#### Assignment:
Would you return, word for word, the lines of the data below from the line with "white kitchen cabinet?" through the line with "white interior door?", and no others?

#### Dataset records:
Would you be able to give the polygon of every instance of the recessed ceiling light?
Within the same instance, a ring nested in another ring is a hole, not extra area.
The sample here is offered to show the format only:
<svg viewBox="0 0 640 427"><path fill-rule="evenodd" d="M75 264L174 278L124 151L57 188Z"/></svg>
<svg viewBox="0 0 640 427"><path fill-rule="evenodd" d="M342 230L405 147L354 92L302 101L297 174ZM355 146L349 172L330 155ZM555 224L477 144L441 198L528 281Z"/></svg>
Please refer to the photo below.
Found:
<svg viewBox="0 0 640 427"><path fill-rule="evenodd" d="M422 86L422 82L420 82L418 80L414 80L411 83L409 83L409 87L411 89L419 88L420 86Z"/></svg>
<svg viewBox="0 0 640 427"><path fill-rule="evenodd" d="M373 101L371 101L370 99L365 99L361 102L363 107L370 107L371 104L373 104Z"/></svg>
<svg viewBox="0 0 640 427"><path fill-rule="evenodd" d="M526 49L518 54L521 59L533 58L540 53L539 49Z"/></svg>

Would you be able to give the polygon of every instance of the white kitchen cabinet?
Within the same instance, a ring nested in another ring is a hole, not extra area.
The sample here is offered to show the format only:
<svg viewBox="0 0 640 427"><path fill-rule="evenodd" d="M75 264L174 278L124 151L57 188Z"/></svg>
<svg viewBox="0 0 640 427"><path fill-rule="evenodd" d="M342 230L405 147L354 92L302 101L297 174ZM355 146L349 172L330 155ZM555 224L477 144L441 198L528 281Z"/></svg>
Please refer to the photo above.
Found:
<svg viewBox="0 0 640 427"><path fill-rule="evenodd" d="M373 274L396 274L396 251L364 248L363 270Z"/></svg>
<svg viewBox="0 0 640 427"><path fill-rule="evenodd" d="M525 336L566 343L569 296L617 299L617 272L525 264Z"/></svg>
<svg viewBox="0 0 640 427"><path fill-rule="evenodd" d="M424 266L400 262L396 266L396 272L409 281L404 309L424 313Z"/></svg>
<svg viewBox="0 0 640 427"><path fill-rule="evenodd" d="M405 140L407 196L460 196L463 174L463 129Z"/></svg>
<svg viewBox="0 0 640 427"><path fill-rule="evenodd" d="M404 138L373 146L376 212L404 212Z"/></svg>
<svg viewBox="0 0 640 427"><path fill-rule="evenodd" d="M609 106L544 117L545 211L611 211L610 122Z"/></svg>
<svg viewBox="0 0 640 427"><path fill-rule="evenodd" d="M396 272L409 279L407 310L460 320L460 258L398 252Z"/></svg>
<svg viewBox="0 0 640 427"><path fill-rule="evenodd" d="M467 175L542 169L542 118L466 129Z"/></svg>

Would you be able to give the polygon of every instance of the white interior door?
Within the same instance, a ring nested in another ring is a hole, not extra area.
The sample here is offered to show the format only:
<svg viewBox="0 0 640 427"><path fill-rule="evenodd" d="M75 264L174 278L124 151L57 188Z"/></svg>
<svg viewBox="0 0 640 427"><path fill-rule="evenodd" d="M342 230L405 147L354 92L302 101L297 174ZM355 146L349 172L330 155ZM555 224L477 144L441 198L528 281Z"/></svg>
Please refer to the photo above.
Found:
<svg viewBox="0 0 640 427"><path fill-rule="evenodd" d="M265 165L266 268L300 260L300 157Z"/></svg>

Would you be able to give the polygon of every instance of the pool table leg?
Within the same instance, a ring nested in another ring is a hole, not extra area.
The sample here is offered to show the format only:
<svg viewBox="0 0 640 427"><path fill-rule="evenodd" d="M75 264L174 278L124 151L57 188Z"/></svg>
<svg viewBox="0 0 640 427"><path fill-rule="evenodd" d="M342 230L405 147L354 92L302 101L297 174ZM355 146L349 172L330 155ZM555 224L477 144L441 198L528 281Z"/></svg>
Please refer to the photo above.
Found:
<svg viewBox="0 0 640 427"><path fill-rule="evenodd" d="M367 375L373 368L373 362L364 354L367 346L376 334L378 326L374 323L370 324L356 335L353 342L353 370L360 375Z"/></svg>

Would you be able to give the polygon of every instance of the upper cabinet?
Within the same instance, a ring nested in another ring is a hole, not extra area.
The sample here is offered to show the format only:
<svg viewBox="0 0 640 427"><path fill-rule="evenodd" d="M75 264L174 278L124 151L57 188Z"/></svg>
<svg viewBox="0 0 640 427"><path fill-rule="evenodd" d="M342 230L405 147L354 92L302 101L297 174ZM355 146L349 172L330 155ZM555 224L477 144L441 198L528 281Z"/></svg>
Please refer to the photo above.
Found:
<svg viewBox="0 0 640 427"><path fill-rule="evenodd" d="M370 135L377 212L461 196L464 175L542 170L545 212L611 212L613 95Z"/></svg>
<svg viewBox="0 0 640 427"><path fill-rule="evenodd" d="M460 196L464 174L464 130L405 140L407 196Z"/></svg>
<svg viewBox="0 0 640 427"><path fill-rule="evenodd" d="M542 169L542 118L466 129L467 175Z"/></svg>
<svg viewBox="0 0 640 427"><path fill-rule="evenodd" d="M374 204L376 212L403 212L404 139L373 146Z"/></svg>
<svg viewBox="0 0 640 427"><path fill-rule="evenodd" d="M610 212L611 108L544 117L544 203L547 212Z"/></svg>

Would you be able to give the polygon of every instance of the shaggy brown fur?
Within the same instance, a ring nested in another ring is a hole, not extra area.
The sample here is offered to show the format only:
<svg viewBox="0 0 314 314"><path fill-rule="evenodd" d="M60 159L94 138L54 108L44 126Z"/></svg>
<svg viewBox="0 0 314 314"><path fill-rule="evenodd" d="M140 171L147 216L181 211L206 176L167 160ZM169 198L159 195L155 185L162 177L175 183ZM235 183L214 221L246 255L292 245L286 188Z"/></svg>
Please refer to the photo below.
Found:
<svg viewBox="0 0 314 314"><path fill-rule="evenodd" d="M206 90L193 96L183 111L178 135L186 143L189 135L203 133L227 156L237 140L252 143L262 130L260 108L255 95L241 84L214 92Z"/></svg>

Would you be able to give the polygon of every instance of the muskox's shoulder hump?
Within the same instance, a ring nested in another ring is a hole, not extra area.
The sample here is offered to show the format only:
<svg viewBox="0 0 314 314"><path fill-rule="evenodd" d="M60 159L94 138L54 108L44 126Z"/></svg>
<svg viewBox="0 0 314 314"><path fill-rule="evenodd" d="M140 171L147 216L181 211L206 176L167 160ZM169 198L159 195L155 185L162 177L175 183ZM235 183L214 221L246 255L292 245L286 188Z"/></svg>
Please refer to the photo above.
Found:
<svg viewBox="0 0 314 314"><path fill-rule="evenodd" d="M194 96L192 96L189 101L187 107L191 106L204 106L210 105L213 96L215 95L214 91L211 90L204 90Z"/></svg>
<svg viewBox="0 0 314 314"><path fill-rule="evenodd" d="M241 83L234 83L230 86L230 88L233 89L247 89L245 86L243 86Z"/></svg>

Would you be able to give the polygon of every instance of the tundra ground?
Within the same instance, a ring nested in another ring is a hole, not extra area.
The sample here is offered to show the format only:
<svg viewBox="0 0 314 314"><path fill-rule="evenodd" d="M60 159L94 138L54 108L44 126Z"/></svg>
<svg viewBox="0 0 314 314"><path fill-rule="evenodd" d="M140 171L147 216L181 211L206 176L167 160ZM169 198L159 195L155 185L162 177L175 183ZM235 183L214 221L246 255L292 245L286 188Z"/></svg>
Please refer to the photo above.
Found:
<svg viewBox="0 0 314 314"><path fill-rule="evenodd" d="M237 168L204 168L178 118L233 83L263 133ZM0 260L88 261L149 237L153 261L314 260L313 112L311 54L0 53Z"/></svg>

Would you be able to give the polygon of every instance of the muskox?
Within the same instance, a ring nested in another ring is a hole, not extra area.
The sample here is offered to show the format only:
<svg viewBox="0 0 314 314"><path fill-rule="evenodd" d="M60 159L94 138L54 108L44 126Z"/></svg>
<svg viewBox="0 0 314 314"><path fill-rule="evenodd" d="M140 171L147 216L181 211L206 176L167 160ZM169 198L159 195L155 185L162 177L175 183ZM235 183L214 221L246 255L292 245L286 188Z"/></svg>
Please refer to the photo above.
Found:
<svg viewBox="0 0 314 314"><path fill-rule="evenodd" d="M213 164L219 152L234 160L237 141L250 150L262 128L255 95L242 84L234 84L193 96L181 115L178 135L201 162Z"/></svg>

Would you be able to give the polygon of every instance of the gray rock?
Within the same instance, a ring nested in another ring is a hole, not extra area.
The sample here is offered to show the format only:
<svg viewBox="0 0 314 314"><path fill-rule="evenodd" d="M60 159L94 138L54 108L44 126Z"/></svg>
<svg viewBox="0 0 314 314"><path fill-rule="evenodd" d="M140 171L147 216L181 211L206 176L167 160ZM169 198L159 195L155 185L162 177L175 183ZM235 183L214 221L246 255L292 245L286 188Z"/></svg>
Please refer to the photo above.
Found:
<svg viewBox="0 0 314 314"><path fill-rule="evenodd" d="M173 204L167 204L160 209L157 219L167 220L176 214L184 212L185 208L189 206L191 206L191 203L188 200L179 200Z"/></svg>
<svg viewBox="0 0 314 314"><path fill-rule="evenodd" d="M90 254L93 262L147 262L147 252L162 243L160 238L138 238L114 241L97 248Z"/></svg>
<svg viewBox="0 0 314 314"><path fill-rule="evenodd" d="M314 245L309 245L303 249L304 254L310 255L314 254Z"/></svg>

#### Reply:
Would you be able to give the polygon of every instance of the white kitchen cabinet?
Within the same instance, a ring nested in another ring is a hole, not extra area.
The sample here is offered to show the format only:
<svg viewBox="0 0 640 427"><path fill-rule="evenodd" d="M75 264L174 278L124 151L57 188Z"/></svg>
<svg viewBox="0 0 640 427"><path fill-rule="evenodd" d="M342 230L405 147L354 92L302 101L297 174ZM355 146L349 172L330 155ZM555 224L477 144L441 198L528 281Z"/></svg>
Please refer to the photo above.
Found:
<svg viewBox="0 0 640 427"><path fill-rule="evenodd" d="M373 274L396 274L396 251L364 248L363 270Z"/></svg>
<svg viewBox="0 0 640 427"><path fill-rule="evenodd" d="M525 336L566 343L569 296L617 299L617 272L525 264Z"/></svg>
<svg viewBox="0 0 640 427"><path fill-rule="evenodd" d="M424 266L400 262L396 266L396 272L409 281L404 309L424 313Z"/></svg>
<svg viewBox="0 0 640 427"><path fill-rule="evenodd" d="M405 140L407 196L460 196L463 174L463 129Z"/></svg>
<svg viewBox="0 0 640 427"><path fill-rule="evenodd" d="M404 138L373 146L376 212L404 212Z"/></svg>
<svg viewBox="0 0 640 427"><path fill-rule="evenodd" d="M609 106L544 117L545 211L611 211L610 122Z"/></svg>
<svg viewBox="0 0 640 427"><path fill-rule="evenodd" d="M396 272L409 279L407 310L460 320L460 258L398 252Z"/></svg>
<svg viewBox="0 0 640 427"><path fill-rule="evenodd" d="M467 175L542 169L542 118L466 129Z"/></svg>

Would you be able to give the polygon of every instance of the white interior door?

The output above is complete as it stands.